Object pointing dataset rows
=-=-=-=-=

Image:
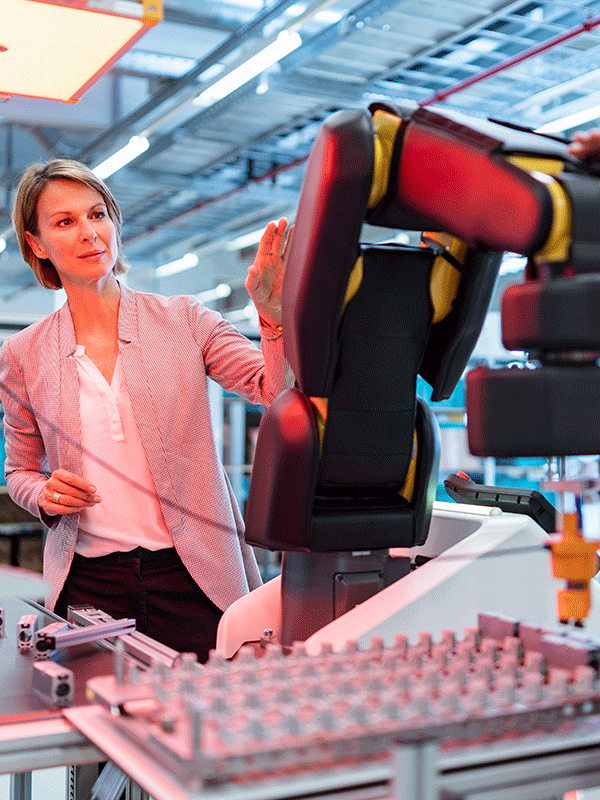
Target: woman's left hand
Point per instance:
(265, 275)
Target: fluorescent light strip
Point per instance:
(218, 293)
(187, 261)
(246, 240)
(570, 121)
(286, 42)
(134, 148)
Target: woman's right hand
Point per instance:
(586, 145)
(66, 493)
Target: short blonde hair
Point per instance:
(33, 182)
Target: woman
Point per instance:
(107, 424)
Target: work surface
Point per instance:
(16, 696)
(33, 736)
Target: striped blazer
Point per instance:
(168, 347)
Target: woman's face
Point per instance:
(75, 232)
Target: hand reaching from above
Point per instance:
(586, 145)
(265, 275)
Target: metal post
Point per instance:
(20, 786)
(415, 771)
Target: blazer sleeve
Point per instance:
(234, 362)
(26, 467)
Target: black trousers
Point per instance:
(152, 587)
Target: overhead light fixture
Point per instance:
(56, 49)
(134, 148)
(187, 261)
(218, 293)
(239, 314)
(246, 240)
(570, 121)
(285, 43)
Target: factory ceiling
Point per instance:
(217, 170)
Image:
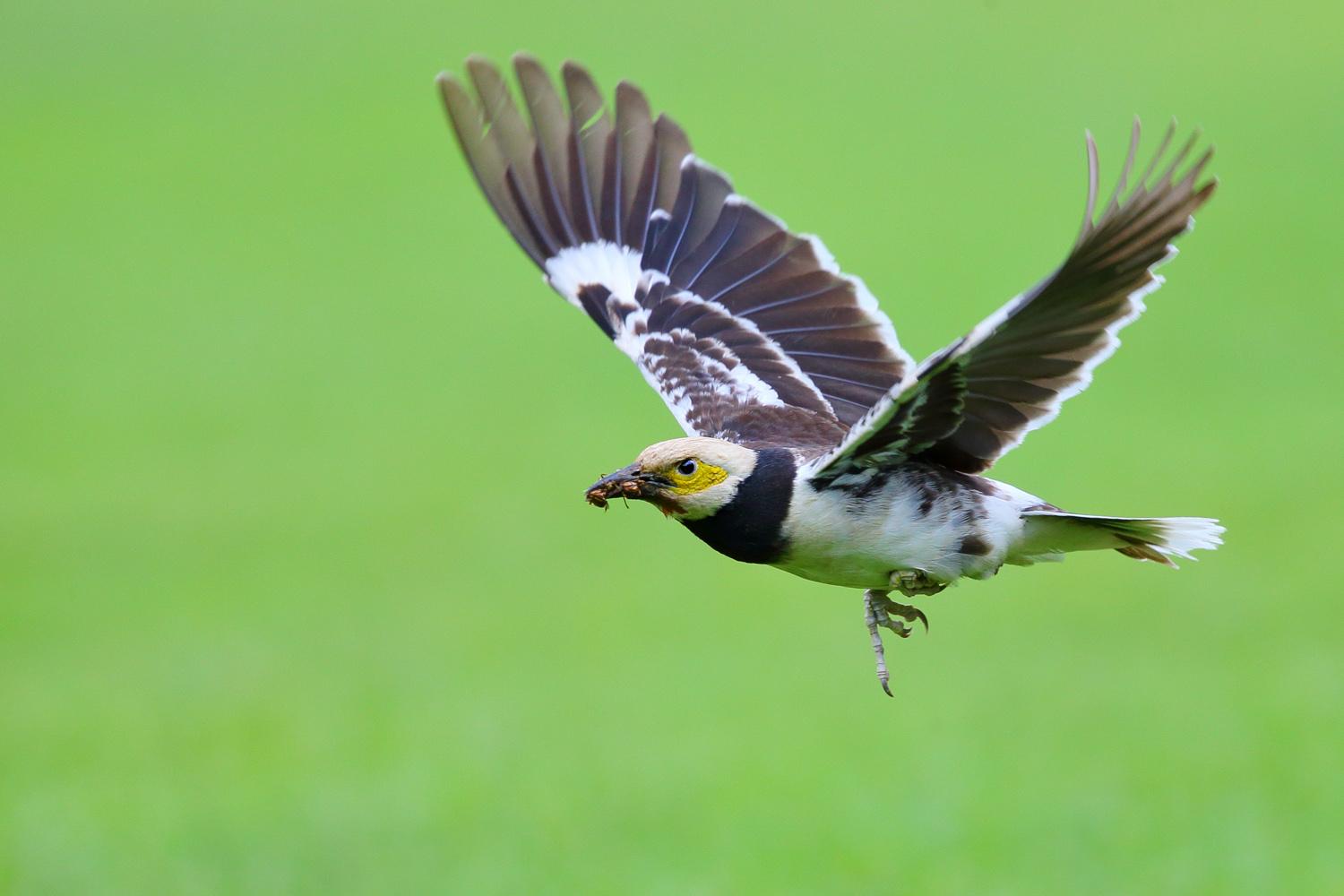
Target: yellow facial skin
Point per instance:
(703, 477)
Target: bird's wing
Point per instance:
(747, 331)
(976, 400)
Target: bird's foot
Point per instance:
(878, 610)
(914, 583)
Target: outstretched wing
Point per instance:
(747, 331)
(978, 398)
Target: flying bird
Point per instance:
(814, 444)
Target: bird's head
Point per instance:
(688, 478)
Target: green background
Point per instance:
(297, 590)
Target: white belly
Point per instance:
(839, 538)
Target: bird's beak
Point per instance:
(628, 482)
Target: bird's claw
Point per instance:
(916, 583)
(878, 610)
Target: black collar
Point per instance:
(750, 527)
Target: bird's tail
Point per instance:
(1053, 532)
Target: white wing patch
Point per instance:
(616, 268)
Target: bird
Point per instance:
(814, 443)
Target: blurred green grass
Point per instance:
(297, 592)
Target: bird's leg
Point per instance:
(876, 616)
(870, 616)
(916, 583)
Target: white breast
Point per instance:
(855, 538)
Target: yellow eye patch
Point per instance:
(704, 476)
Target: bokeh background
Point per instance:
(297, 591)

=-=-=-=-=

▸ **Written problem**
Reproduce the whole listing above line for line, leaving out the pictures.

▸ **Response to the task**
Image:
Target: woman's left hand
Point per instance:
(265, 275)
Target: fluorescent light strip
Point per instance:
(218, 293)
(187, 261)
(246, 240)
(570, 121)
(286, 42)
(134, 148)
Target: woman's right hand
Point per instance:
(586, 145)
(66, 493)
Target: short blonde hair
Point per instance:
(33, 182)
Target: woman
Point per instance:
(107, 424)
Target: work surface
Point per instance:
(16, 696)
(33, 736)
Target: striped blazer
Point per instance:
(168, 347)
Target: woman's face
Point per instance:
(75, 232)
Target: hand reaching from above
Point per instance:
(586, 145)
(265, 275)
Target: metal post
Point per instance:
(20, 786)
(415, 771)
Target: blazer sleeve
Point per instance:
(234, 362)
(26, 467)
Target: black trousers
Point per instance:
(152, 587)
Target: overhead light fixture
Point per instance:
(56, 49)
(134, 148)
(187, 261)
(218, 293)
(239, 314)
(246, 240)
(570, 121)
(285, 43)
Target: factory ceiling
Point per instance:
(217, 170)
Image:
Target: yellow facial skin
Point per instance:
(703, 477)
Target: bird's wing
Point per instance:
(747, 331)
(976, 400)
Target: bird's foot
Point per instance:
(878, 610)
(914, 583)
Target: outstretched wing
Point per instance:
(747, 331)
(978, 398)
Target: flying bird
Point per instance:
(814, 444)
Target: bird's head
Point per instance:
(688, 478)
Target: green background
Point per instance:
(297, 590)
Target: white belly
Point per instance:
(839, 538)
Target: bird's beak
Point per instance:
(628, 482)
Target: bird's claw
Point per instance:
(916, 583)
(878, 610)
Target: black collar
Point per instance:
(750, 527)
Target: bird's tail
Point per instance:
(1053, 532)
Target: white wing patch
Point per instance:
(616, 268)
Target: bird
Point per instance:
(814, 443)
Target: blurred green grass
Point per instance:
(297, 592)
Target: bird's leg
Point per instance:
(876, 616)
(870, 616)
(916, 583)
Target: white breast
Point per instance:
(855, 538)
Target: yellow eye patch
Point per instance:
(704, 476)
Target: bokeh background
Point per instance:
(297, 591)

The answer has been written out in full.